◆ **Texto da página**
== == ==
Na sexta-feira, o Centro de Cidadania Fiscal (CCiF), em parceria com a FGV Direito, realizou um seminário para discutir a proposta do CCiF de reforma dos tributos brasileiros sobre bens e serviços. O seminário contou com a participação de vários debatedores altamente qualificados, entre os quais o deputado Luiz Carlos Hauly, relator do projeto de reforma tributária em tramitação na Câmara dos Deputados.

 

Embora ainda haja alguns dissensos sobre questões relevantes, o seminário mostrou que há também um grande consenso sobre as diretrizes que devem orientar uma reforma tributária no Brasil.

 

Quase todos os debatedores concordaram que o ideal é uma reforma ampla do modelo de tributação de bens e serviços, visando a substituir os tributos atuais – ICMS, ISS, PIS, Cofins e IPI – por um imposto do tipo IVA (Imposto sobre Valor Agregado), modelo adotado por quase todos os países relevantes do mundo.
== == ==
◆ **Lista de tarefas**
a) Com base no texto da página acima, diga se cada afirmação concorda com ele, respondendo sim ou não e citando as palavras que decidem: (i) o seminário foi realizado pelo CCiF em parceria com a FGV Direito; (ii) todos os debatedores concordaram com a substituição dos tributos atuais por um imposto do tipo IVA; (iii) Luiz Carlos Hauly é relator do projeto de reforma tributária em tramitação no Senado.
b) Liste todos os tributos atuais que, segundo o texto da página, seriam substituídos por um imposto do tipo IVA.
== == ==
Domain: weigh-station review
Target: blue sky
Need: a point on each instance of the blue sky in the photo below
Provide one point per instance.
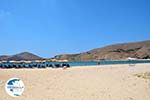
(51, 27)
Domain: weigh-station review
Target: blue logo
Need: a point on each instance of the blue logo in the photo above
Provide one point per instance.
(14, 87)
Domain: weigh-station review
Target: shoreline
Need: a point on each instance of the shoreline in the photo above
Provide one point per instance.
(104, 82)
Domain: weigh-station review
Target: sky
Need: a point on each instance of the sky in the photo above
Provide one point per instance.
(51, 27)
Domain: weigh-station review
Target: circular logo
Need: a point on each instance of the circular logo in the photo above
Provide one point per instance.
(14, 87)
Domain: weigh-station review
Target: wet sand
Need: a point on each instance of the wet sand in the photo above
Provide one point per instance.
(109, 82)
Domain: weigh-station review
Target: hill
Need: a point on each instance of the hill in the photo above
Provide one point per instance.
(139, 50)
(21, 56)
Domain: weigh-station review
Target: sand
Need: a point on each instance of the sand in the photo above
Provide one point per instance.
(111, 82)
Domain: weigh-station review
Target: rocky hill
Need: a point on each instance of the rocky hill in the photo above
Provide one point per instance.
(139, 50)
(21, 56)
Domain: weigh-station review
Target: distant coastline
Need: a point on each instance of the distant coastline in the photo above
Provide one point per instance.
(138, 50)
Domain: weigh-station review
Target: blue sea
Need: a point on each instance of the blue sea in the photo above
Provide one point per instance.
(79, 63)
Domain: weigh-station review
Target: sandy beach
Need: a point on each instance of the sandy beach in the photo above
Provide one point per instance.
(109, 82)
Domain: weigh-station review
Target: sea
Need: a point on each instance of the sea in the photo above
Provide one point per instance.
(81, 63)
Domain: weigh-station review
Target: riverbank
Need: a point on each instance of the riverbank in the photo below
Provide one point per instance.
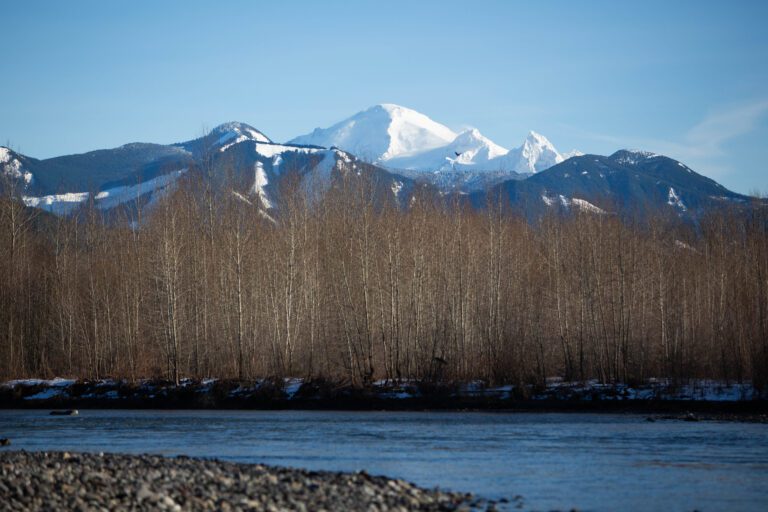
(664, 399)
(79, 481)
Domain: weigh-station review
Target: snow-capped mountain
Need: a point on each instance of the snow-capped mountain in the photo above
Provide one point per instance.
(12, 168)
(534, 155)
(412, 152)
(233, 154)
(381, 133)
(409, 142)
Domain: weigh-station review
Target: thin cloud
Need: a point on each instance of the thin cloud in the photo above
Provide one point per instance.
(703, 145)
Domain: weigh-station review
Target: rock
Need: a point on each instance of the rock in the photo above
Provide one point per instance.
(116, 482)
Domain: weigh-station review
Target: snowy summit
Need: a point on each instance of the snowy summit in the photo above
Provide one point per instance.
(400, 138)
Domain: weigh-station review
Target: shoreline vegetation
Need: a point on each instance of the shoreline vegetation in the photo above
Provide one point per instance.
(691, 400)
(350, 289)
(79, 481)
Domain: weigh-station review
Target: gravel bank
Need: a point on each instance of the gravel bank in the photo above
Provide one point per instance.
(79, 481)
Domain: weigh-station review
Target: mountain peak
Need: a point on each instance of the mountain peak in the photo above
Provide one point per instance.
(632, 156)
(381, 132)
(235, 129)
(537, 139)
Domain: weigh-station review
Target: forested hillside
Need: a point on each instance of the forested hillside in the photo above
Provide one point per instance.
(348, 288)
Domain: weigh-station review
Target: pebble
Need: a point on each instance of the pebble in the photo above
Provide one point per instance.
(85, 481)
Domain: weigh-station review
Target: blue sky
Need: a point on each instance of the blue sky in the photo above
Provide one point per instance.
(687, 79)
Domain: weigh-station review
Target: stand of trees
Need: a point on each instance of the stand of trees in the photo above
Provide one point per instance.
(345, 287)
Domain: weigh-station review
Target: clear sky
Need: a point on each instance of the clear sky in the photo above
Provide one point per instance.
(687, 79)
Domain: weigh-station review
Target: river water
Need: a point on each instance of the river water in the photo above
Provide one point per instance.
(554, 461)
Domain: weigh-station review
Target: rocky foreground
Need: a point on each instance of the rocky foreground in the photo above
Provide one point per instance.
(79, 481)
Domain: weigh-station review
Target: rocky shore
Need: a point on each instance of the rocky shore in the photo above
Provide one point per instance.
(80, 481)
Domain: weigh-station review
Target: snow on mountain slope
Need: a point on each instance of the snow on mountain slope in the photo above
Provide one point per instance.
(535, 155)
(381, 133)
(470, 150)
(402, 139)
(12, 167)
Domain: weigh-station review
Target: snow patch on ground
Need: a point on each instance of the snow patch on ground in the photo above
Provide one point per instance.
(674, 200)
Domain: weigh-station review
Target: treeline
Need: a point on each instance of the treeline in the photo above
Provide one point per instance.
(347, 288)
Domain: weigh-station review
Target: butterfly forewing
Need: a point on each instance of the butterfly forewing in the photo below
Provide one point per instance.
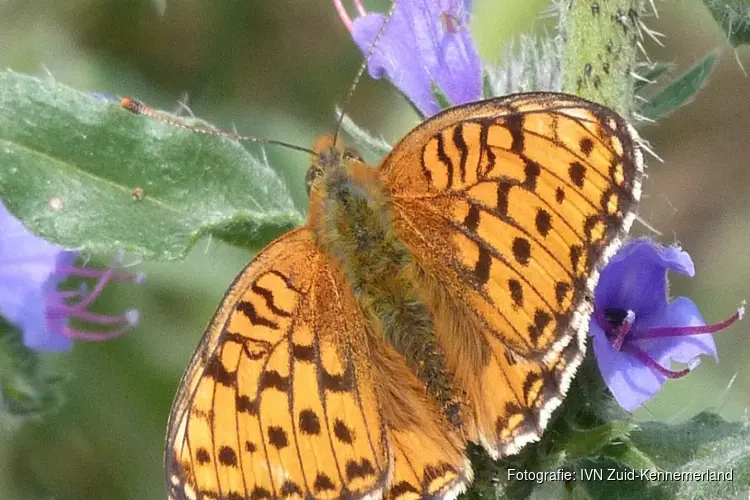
== == ==
◆ **Respostas do exercício**
a)
(i) Sim: "o Centro de Cidadania Fiscal (CCiF), em parceria com a FGV Direito, realizou um seminário".
(ii) Não: "Quase todos os debatedores concordaram".
(iii) Não: "relator do projeto de reforma tributária em tramitação na Câmara dos Deputados".

b) ICMS, ISS, PIS, Cofins e IPI.